■ Provided data ■
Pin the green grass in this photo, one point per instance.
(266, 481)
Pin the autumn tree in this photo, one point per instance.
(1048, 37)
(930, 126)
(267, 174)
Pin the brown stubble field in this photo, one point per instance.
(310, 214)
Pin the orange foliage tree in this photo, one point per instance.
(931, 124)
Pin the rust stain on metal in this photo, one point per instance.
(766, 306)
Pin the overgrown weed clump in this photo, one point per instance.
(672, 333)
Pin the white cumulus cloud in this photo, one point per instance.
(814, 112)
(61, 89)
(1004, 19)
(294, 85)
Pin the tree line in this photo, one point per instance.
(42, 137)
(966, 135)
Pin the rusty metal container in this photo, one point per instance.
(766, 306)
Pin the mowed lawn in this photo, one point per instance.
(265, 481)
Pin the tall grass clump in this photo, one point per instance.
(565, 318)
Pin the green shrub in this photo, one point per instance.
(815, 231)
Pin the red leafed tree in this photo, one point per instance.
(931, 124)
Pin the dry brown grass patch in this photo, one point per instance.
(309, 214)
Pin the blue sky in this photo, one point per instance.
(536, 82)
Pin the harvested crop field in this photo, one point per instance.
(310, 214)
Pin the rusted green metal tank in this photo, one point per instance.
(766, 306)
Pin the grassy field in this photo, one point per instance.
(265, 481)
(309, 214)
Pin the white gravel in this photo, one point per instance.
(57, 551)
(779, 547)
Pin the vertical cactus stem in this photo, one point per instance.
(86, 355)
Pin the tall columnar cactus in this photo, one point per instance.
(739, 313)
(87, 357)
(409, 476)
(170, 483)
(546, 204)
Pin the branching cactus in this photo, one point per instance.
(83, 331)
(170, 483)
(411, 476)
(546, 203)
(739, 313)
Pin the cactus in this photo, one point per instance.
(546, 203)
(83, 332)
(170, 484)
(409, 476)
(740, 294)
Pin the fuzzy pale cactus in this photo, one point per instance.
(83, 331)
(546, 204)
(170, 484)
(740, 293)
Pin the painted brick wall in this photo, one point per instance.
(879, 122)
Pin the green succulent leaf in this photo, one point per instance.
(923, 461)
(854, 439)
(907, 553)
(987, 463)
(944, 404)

■ Instruction ■
Copy out all of the material above word for word, keeping every line in its original order.

■ Answer to the exercise ■
Pin the green grass in this photo, one point per instance.
(266, 481)
Pin the autumn tree in this photo, one point per instance.
(1048, 37)
(930, 126)
(267, 174)
Pin the brown stubble field in this photo, one point per instance.
(310, 214)
Pin the orange foliage tree in this photo, one point per instance.
(931, 124)
Pin the rust stain on metal in this photo, one point per instance.
(766, 306)
Pin the overgrown weed clump in this photo, one point per instance.
(672, 333)
Pin the white cumulus cloud in this photo, one point per instance.
(814, 112)
(61, 89)
(1004, 19)
(294, 85)
Pin the tree line in this photo, one point per instance.
(42, 137)
(966, 135)
Pin the rusty metal container in this photo, one point per instance.
(766, 306)
Pin the mowed lawn in this photo, one point per instance.
(265, 481)
Pin the tall grass clump in this photo, one point per instance.
(565, 318)
Pin the green shrub in this photo, one point per instance.
(815, 231)
Pin the red leafed tree in this photo, one point per instance.
(931, 124)
Pin the dry brown grass patch in this photo, one point per instance.
(309, 214)
Pin the blue sky in this photo, one point per instance.
(536, 82)
Pin the harvested crop field in this photo, one point per instance.
(310, 214)
Pin the rusted green metal tank in this photo, one point per instance.
(766, 306)
Pin the grassy field in this photo, one point per instance.
(265, 481)
(309, 214)
Pin the white gravel in this photo, one point per instance.
(57, 551)
(779, 547)
Pin the vertical cactus stem in this photo, one point per instance.
(86, 355)
Pin the tall columnar cactus in this photo, one point per instance.
(739, 313)
(87, 357)
(409, 476)
(170, 483)
(546, 204)
Pin the branching cactus in this photo, one point per instance.
(83, 331)
(170, 483)
(411, 476)
(546, 203)
(739, 313)
Pin the cactus in this photo, one point per instance.
(546, 203)
(83, 332)
(170, 484)
(409, 476)
(740, 294)
Pin the fuzzy pale cactus in this photo, one point per instance.
(83, 331)
(546, 204)
(170, 484)
(740, 293)
Pin the painted brick wall in this photo, one point per instance.
(879, 122)
Pin the green succulent leaf in this photo, one point per instance.
(923, 461)
(854, 439)
(907, 553)
(987, 463)
(944, 404)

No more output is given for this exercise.